┌─ Available records
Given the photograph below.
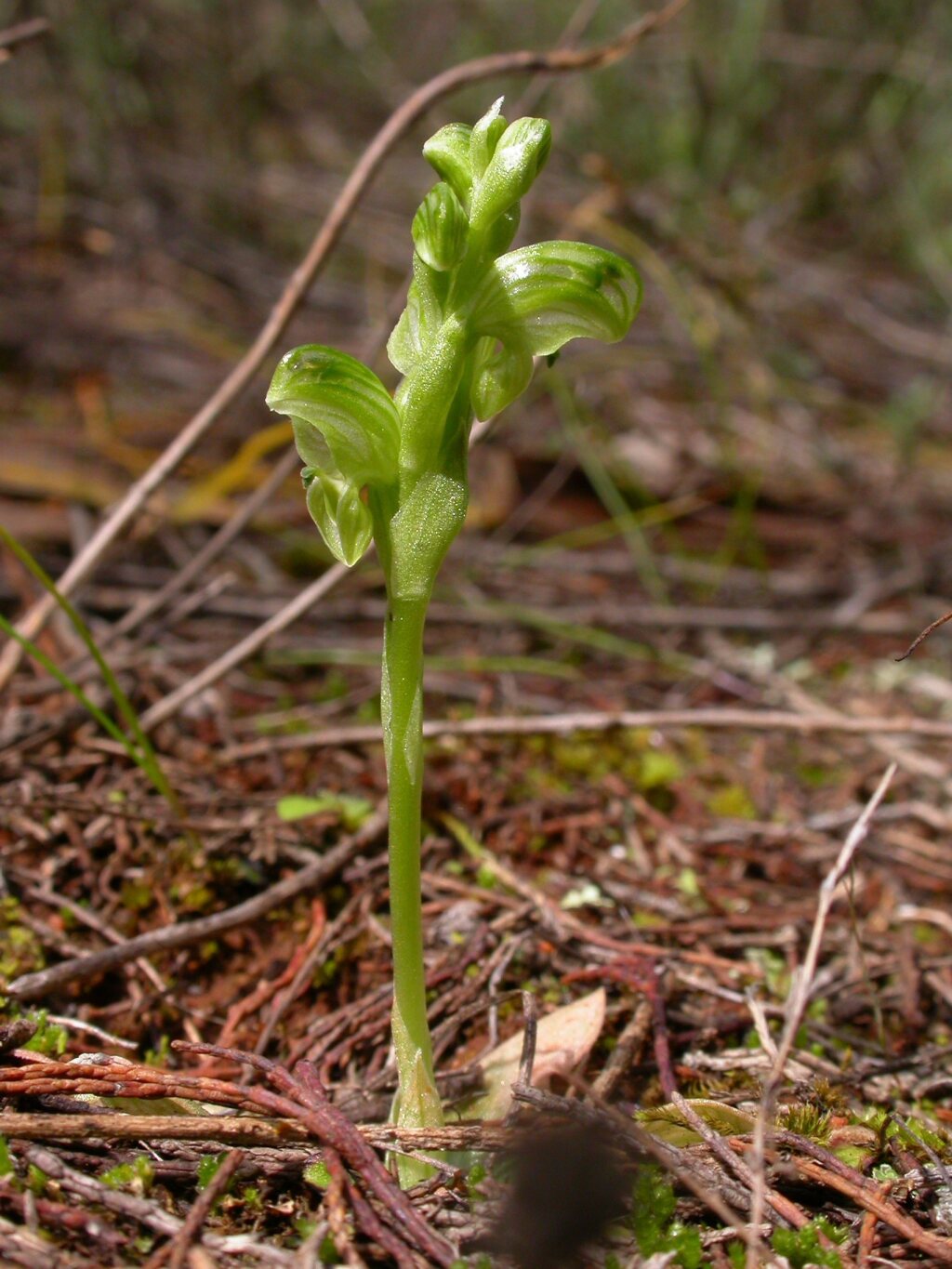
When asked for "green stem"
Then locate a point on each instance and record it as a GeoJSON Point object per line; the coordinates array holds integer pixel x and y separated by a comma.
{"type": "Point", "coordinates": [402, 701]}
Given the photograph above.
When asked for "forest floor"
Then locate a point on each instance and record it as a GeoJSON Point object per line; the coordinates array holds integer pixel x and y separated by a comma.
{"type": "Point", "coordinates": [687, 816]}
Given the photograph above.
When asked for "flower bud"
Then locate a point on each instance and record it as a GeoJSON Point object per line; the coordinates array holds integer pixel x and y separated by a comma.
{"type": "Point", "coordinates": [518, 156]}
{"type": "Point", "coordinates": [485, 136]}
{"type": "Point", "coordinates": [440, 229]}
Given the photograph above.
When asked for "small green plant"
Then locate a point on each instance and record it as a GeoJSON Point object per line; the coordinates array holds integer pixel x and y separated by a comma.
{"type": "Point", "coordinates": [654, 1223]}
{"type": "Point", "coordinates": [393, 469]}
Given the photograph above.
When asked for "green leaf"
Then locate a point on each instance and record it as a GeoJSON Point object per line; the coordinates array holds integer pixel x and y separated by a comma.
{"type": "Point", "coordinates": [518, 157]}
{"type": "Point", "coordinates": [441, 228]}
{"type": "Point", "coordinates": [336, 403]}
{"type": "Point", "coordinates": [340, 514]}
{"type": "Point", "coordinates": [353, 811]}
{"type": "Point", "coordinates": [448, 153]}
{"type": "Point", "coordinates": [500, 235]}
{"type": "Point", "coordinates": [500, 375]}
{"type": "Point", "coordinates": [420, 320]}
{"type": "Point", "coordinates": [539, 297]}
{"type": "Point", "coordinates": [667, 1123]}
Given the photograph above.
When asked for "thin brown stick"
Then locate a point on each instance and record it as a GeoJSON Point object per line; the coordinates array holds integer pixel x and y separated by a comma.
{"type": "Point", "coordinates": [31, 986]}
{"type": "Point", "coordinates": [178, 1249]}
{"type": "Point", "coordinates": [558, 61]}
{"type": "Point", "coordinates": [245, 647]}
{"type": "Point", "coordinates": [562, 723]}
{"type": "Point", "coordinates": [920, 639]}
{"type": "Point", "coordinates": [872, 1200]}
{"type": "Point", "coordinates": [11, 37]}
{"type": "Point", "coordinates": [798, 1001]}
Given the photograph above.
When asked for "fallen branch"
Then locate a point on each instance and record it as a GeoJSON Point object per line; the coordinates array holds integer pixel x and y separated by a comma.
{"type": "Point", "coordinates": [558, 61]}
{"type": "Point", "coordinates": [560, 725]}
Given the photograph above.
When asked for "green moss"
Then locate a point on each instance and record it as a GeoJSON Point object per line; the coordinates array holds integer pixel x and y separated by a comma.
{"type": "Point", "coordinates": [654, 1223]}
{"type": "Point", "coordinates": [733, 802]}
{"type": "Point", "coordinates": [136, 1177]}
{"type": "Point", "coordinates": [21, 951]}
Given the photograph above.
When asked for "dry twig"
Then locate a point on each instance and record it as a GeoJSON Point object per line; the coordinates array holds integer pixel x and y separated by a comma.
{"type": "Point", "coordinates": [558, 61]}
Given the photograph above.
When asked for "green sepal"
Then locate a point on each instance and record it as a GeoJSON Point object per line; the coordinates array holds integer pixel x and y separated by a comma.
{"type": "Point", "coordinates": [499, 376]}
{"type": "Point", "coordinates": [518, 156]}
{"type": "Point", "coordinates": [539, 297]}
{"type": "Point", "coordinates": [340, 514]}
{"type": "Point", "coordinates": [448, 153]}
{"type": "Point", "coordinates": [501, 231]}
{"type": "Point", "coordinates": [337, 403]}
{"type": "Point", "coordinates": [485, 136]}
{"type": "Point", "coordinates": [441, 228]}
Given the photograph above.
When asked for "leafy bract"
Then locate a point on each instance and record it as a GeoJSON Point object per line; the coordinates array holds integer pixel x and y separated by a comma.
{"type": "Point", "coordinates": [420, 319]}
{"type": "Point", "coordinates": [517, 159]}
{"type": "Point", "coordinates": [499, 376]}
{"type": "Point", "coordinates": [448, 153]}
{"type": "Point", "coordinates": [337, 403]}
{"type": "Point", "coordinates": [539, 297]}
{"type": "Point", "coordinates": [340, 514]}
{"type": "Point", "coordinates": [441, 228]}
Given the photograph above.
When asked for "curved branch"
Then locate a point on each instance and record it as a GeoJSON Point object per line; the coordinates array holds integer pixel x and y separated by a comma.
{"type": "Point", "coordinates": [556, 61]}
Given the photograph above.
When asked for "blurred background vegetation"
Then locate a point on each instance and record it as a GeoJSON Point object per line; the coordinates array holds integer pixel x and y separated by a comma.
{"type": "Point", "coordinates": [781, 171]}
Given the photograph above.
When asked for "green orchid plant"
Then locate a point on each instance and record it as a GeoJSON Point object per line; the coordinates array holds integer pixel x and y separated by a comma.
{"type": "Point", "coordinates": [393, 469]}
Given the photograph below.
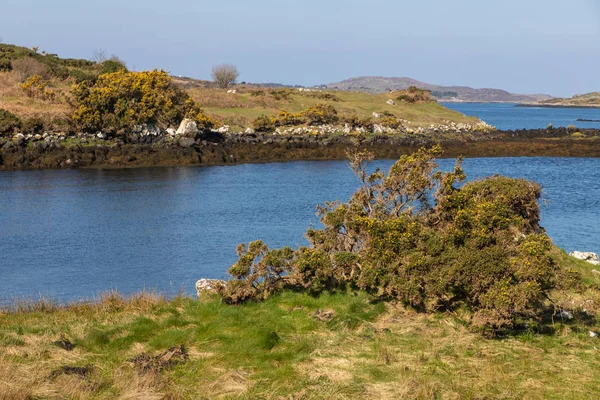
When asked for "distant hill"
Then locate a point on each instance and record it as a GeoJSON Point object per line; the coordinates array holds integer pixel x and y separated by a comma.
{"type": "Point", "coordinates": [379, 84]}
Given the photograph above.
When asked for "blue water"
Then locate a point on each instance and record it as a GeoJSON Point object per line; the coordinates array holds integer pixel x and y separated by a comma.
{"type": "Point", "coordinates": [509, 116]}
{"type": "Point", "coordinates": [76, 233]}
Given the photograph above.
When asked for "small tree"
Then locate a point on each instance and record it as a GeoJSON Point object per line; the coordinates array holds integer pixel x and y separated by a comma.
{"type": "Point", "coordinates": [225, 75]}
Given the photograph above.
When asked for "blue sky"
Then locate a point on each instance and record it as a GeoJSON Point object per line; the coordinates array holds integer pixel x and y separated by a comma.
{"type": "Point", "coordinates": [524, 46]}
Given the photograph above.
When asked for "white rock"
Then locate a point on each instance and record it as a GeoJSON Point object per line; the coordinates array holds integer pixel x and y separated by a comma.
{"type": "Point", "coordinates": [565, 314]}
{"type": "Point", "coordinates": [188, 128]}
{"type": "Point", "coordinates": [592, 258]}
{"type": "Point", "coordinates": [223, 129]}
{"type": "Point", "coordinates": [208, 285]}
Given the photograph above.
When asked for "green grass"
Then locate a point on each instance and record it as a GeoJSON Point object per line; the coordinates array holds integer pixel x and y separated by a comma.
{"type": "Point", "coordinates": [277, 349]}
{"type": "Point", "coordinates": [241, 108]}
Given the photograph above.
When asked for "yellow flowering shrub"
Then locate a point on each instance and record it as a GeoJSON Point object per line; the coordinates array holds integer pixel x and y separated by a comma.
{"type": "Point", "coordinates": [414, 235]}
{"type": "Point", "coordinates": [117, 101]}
└─
┌─ Available records
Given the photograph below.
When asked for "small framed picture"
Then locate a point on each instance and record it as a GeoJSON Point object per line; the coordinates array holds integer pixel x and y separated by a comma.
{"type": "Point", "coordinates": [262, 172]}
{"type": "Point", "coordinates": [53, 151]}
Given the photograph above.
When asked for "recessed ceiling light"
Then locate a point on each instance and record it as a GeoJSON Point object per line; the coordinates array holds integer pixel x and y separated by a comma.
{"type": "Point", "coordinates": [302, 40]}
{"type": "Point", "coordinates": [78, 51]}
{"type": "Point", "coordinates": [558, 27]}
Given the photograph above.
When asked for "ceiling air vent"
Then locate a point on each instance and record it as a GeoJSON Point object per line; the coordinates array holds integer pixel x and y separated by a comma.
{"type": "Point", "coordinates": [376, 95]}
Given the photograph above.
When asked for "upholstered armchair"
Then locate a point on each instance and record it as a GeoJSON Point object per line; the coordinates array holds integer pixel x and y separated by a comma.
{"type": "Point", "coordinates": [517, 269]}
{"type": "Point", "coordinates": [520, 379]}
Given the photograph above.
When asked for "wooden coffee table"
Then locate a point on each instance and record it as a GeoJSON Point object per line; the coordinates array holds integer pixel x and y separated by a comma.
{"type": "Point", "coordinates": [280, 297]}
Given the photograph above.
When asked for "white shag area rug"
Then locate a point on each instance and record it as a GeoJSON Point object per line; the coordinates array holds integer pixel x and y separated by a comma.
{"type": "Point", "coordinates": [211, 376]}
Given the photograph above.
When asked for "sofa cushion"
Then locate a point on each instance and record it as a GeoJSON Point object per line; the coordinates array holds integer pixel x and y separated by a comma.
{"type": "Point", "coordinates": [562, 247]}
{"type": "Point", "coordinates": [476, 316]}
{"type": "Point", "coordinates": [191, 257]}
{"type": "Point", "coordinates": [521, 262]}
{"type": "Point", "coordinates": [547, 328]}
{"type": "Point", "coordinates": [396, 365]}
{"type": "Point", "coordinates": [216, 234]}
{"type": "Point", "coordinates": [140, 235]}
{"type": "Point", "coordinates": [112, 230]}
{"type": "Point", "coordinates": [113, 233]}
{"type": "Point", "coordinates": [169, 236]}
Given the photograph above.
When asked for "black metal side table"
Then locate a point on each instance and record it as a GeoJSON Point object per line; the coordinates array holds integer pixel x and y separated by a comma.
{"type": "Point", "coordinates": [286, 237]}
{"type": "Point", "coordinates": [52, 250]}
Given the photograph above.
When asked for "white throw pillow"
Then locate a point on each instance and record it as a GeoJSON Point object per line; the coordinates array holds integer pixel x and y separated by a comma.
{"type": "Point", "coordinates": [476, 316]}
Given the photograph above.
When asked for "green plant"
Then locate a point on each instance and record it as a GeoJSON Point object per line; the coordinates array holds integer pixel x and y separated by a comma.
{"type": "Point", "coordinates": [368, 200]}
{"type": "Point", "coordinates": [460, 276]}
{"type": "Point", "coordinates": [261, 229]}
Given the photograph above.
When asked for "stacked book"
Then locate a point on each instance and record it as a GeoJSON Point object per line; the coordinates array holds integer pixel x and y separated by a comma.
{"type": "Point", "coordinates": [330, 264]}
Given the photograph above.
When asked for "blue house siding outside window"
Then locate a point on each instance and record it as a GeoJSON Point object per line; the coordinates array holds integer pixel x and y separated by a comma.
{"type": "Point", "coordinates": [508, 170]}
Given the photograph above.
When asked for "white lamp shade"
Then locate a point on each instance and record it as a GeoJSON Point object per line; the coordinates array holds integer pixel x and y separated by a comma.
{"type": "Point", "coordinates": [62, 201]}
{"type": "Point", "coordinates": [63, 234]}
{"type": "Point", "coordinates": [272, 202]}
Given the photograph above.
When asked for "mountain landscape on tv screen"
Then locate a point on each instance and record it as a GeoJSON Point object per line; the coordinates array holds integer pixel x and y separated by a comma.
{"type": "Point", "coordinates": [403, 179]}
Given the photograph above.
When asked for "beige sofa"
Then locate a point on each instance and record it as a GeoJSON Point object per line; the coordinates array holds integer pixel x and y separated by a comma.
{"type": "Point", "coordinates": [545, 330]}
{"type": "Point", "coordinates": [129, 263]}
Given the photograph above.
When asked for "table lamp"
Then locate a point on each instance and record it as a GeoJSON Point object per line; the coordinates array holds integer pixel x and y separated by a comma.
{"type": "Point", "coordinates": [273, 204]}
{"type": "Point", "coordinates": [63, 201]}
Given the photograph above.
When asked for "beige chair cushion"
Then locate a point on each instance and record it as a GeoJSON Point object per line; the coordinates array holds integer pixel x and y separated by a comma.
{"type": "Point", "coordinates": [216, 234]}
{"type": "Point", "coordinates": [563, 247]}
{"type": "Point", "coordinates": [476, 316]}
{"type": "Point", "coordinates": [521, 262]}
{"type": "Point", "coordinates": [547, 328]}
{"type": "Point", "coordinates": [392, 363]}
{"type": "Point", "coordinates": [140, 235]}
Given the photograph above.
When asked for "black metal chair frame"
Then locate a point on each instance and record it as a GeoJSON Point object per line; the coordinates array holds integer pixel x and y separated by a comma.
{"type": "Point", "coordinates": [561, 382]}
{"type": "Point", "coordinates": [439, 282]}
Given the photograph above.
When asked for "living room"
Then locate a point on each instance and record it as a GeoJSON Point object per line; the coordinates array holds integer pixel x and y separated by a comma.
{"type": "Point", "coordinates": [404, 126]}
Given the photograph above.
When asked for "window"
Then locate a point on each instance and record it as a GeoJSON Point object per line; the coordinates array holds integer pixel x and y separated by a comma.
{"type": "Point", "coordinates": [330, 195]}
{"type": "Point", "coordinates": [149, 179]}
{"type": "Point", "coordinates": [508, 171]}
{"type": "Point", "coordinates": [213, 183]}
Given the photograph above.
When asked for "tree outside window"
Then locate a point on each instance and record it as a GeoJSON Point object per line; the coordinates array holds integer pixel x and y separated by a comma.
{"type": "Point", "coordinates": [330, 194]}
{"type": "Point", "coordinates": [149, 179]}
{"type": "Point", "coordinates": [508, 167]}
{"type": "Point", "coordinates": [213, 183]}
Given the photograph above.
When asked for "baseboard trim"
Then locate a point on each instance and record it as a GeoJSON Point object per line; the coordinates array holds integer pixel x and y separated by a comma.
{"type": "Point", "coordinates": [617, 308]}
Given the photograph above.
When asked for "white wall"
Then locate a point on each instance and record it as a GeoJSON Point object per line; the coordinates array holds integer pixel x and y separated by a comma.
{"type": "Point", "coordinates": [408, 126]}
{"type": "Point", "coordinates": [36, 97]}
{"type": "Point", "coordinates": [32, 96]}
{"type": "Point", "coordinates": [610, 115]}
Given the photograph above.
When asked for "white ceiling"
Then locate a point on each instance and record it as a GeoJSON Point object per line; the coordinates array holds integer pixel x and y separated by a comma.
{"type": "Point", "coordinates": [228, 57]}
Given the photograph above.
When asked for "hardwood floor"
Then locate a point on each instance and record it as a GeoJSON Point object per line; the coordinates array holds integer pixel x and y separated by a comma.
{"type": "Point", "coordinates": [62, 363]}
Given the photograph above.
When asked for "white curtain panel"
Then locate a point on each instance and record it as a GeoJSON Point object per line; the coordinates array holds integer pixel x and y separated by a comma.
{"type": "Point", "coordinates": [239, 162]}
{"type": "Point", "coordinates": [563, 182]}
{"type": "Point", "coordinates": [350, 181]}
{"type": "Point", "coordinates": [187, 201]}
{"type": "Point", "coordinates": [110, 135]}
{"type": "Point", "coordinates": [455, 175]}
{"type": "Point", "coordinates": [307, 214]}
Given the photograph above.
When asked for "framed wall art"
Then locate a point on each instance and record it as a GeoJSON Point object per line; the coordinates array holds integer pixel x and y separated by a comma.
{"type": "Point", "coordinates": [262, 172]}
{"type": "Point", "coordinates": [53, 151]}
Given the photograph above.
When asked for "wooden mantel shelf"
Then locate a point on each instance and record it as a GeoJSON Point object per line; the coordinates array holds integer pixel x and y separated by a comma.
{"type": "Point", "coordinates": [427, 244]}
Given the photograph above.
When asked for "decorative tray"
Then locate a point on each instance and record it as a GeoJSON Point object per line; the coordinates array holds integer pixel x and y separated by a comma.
└─
┌─ Available records
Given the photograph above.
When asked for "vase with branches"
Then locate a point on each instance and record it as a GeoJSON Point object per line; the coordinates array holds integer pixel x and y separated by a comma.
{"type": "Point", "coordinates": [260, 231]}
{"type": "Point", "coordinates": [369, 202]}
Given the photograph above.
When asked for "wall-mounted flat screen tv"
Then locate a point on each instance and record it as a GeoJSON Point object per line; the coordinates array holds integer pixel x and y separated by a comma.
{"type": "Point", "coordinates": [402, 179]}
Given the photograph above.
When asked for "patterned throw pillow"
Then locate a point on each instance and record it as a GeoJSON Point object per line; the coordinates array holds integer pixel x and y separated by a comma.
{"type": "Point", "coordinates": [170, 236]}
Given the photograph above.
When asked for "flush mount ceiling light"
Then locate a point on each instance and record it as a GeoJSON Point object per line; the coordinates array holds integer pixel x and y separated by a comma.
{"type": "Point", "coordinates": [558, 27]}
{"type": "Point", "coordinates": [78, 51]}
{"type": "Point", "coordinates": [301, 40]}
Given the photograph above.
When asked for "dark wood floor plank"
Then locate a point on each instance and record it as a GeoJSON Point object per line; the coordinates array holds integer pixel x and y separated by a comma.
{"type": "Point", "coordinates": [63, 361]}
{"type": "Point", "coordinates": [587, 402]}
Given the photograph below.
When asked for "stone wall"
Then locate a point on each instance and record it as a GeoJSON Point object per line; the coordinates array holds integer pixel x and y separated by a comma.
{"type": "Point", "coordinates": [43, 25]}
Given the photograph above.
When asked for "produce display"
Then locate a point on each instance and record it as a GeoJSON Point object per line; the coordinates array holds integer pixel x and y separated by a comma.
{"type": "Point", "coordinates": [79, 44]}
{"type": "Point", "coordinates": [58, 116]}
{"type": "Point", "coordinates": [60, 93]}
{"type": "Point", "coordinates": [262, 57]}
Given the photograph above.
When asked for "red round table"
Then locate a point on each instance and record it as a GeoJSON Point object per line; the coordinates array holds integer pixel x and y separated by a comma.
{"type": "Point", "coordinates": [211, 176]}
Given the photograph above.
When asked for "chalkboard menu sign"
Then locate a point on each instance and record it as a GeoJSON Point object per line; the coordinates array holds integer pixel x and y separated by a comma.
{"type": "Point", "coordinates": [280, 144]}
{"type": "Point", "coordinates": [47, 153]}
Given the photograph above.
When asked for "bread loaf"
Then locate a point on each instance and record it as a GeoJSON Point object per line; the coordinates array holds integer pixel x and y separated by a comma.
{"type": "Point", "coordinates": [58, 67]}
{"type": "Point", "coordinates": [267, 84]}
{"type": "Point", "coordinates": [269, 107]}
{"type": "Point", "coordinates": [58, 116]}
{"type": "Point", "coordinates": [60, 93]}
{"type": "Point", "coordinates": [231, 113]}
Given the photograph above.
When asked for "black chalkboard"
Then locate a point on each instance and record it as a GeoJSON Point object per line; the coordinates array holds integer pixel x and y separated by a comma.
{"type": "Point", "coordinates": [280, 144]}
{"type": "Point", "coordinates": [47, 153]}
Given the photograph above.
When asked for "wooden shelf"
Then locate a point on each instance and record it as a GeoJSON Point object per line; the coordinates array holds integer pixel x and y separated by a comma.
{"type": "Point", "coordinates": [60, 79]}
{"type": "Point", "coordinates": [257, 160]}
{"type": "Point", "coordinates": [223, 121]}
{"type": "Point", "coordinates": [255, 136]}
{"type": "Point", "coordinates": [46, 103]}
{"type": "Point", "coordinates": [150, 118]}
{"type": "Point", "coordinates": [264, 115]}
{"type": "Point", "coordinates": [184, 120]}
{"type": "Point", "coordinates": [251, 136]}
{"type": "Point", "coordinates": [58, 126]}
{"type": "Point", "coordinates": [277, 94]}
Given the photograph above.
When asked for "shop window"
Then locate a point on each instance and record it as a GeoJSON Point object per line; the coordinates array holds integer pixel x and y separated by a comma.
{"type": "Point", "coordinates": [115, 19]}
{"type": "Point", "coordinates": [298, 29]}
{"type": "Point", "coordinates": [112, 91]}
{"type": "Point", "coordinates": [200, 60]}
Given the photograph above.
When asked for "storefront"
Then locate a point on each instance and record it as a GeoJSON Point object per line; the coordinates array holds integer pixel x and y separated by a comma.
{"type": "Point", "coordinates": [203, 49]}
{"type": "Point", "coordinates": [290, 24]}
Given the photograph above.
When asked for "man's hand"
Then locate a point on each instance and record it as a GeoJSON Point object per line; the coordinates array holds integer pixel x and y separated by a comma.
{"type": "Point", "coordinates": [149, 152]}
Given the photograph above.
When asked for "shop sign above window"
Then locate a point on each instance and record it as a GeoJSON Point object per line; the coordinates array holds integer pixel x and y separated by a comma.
└─
Your objective: Note every line in the material with "sofa" and copy it.

Response below:
When asked for "sofa cushion"
When asked for "beige sofa"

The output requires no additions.